----- Input records -----

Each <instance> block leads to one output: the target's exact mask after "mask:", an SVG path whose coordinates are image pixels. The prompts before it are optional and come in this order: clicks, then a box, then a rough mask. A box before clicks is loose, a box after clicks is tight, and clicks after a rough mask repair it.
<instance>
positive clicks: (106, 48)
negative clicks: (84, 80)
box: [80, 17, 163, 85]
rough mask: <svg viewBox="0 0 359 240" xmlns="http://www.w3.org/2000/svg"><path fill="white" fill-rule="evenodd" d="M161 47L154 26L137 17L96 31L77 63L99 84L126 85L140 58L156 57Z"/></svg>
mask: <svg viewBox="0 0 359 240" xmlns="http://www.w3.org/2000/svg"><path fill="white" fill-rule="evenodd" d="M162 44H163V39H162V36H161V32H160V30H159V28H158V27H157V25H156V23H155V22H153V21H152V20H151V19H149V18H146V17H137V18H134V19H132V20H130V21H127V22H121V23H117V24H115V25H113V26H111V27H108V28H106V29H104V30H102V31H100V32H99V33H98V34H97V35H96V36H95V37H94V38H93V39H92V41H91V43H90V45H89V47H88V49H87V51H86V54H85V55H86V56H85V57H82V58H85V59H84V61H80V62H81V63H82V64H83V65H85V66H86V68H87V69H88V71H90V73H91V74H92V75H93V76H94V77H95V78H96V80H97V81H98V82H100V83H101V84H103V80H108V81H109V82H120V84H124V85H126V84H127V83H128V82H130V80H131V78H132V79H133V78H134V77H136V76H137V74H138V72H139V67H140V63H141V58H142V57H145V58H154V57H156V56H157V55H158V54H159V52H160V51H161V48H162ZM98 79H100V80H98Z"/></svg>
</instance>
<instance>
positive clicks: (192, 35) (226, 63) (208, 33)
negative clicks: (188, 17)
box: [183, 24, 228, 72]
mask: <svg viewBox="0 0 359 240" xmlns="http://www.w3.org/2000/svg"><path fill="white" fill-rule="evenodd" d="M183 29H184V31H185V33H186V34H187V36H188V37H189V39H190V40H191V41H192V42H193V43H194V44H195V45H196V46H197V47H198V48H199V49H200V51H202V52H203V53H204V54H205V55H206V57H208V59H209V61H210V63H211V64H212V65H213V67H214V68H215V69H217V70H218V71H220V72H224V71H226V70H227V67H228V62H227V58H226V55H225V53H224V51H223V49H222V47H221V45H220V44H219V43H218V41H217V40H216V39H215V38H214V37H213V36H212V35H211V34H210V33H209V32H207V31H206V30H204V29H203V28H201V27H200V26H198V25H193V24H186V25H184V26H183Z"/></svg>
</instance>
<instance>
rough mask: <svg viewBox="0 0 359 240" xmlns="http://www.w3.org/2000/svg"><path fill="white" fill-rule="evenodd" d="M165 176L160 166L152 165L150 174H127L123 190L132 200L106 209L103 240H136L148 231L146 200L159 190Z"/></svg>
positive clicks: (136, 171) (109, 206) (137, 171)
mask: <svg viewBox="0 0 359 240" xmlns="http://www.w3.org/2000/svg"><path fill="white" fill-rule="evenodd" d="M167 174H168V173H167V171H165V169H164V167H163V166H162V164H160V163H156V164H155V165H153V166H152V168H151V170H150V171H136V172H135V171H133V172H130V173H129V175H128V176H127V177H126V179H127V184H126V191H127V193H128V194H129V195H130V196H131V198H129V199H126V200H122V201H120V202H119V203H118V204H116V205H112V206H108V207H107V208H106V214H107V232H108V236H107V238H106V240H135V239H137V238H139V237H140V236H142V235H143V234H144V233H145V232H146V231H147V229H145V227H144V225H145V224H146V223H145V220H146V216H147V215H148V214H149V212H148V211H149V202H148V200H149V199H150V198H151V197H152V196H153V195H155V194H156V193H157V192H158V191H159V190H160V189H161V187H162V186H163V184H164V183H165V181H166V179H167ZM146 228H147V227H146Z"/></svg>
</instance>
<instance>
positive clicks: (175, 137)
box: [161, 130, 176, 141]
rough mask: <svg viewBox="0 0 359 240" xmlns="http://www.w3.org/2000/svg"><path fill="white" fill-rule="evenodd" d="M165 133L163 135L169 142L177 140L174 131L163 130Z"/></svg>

-----

List every line in the records above that contains the word "rough", and copy each of those lines in full.

Problem solution:
Each <instance> block leads to one output: the target's exact mask after "mask:", an SVG path whose coordinates are image pixels. The prompts before it are optional and come in this order: clicks, then a box, then a rough mask. A box before clicks is loose, a box after clicks is tight, and clicks after a rough mask repair it.
rough mask: <svg viewBox="0 0 359 240" xmlns="http://www.w3.org/2000/svg"><path fill="white" fill-rule="evenodd" d="M161 47L154 26L137 17L96 31L77 63L99 84L126 85L140 58L156 57Z"/></svg>
rough mask: <svg viewBox="0 0 359 240" xmlns="http://www.w3.org/2000/svg"><path fill="white" fill-rule="evenodd" d="M165 176L160 166L152 165L150 174H127L123 190L132 200L106 209L103 240H136L148 231L146 200L159 190Z"/></svg>
rough mask: <svg viewBox="0 0 359 240" xmlns="http://www.w3.org/2000/svg"><path fill="white" fill-rule="evenodd" d="M165 133L163 135L169 142L177 140L174 131L163 130Z"/></svg>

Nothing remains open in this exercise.